== Texto fornecido ==
::::::::::

Em 2024, o Brasil registrou um aumento expressivo no número de processos judiciais relacionados a erros médicos, com um crescimento de 506% em relação a 2023. De acordo com o Conselho Nacional de Justiça (CNJ), foram movidas 74.358 ações, contra 12.268 no ano anterior. Os processos envolvem pedidos de indenização por danos morais e materiais associados à prestação de serviços de saúde, termo adotado pelo judiciário.
No sistema público de saúde, foram 10.881 ações por danos morais e 5.854 por danos materiais. Já nos serviços privados, os números são ainda mais expressivos, com 40.851 processos por danos morais e 16.772 por materiais. Em média, o Brasil registrou 203 ações judiciais por erro médico por dia em 2024.
A infração ocorre quando há falha na conduta do profissional de saúde, resultando em danos ao paciente. Isso pode ser causado por negligência, imprudência ou imperícia: a negligência refere-se à omissão ou descuido na execução do procedimento, enquanto a imprudência envolve a tomada de decisões sem a devida cautela. A imperícia, por sua vez, diz respeito à falta de conhecimento técnico adequado para a prática médica específica.

::::::::::

== Informações fornecidas ==
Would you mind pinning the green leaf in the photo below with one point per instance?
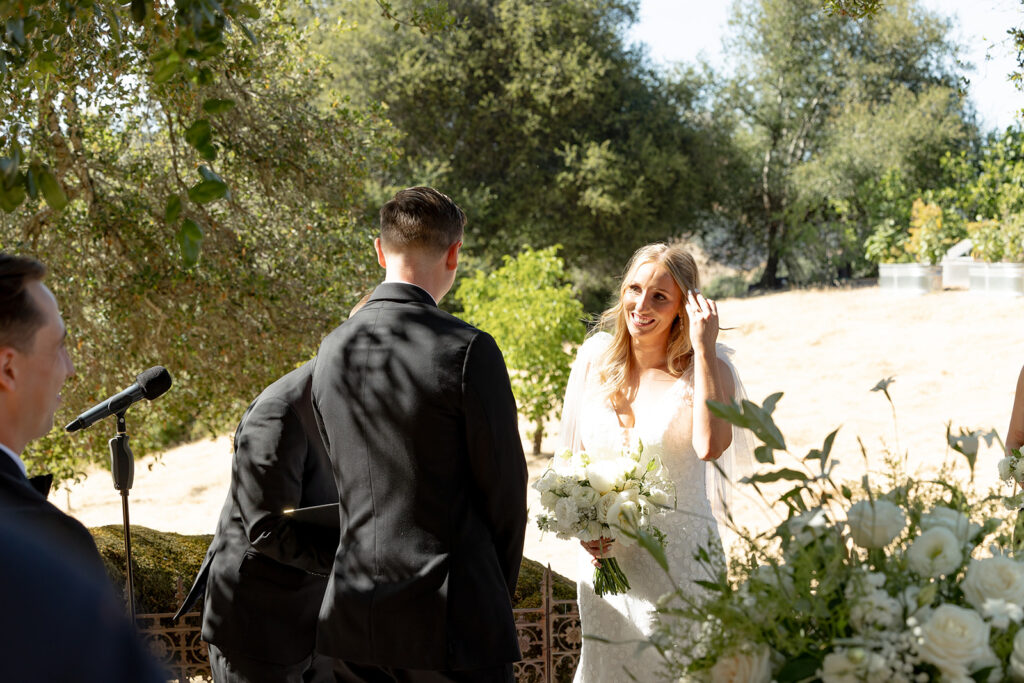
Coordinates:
(763, 426)
(768, 477)
(166, 71)
(770, 401)
(205, 191)
(199, 133)
(31, 182)
(803, 668)
(11, 198)
(52, 191)
(173, 209)
(189, 240)
(214, 105)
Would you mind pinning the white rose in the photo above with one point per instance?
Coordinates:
(993, 578)
(955, 521)
(935, 553)
(955, 640)
(566, 514)
(743, 666)
(1016, 668)
(1006, 468)
(584, 497)
(875, 524)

::::::::::

== Verifique a compreensão ==
a) Segundo o texto sobre erros médicos, quantas ações foram movidas no Brasil em 2024, de acordo com o CNJ?
b) Por favor, transcreva do texto sobre erros médicos o trecho entre "Em 2024, o Brasil" e "dia em 2024.", inclusive.
c) Continue o texto sobre erros médicos a partir do ponto em que ele termina.
O material é independente e não faz parte do texto sobre erros médicos.

== Suas respostas escritas ==
a) Foram movidas 74.358 ações.

b)
Em 2024, o Brasil registrou um aumento expressivo no número de processos judiciais relacionados a erros médicos, com um crescimento de 506% em relação a 2023. De acordo com o Conselho Nacional de Justiça (CNJ), foram movidas 74.358 ações, contra 12.268 no ano anterior. Os processos envolvem pedidos de indenização por danos morais e materiais associados à prestação de serviços de saúde, termo adotado pelo judiciário.
No sistema público de saúde, foram 10.881 ações por danos morais e 5.854 por danos materiais. Já nos serviços privados, os números são ainda mais expressivos, com 40.851 processos por danos morais e 16.772 por materiais. Em média, o Brasil registrou 203 ações judiciais por erro médico por dia em 2024.

c)
De acordo com a advogada Ariane Vilas Boas, especialista em defesa médica e membro da Comissão de Direito Médico da Ordem dos Advogados do Brasil Secção São Paulo (OAB-SP), o acesso à informação desempenha um papel crucial no aumento desses processos. "Os pacientes de hoje têm um perfil muito diferente de anos atrás. Com a internet e redes sociais, eles pesquisam mais e se identificam com possíveis casos de erro", afirma.
Além disso, a falta de preparo na comunicação entre médico e paciente tem sido um dos principais fatores que contribuem para o aumento das ações. Muitas condenações não decorrem necessariamente de erro técnico, mas da ausência de documentação que comprove que o paciente foi adequadamente informado sobre riscos, procedimentos e cuidados pós-operatórios. Quando não há registros claros e assinados pelo paciente, a Justiça tende a interpretar a situação em favor do reclamante, resultando em condenações.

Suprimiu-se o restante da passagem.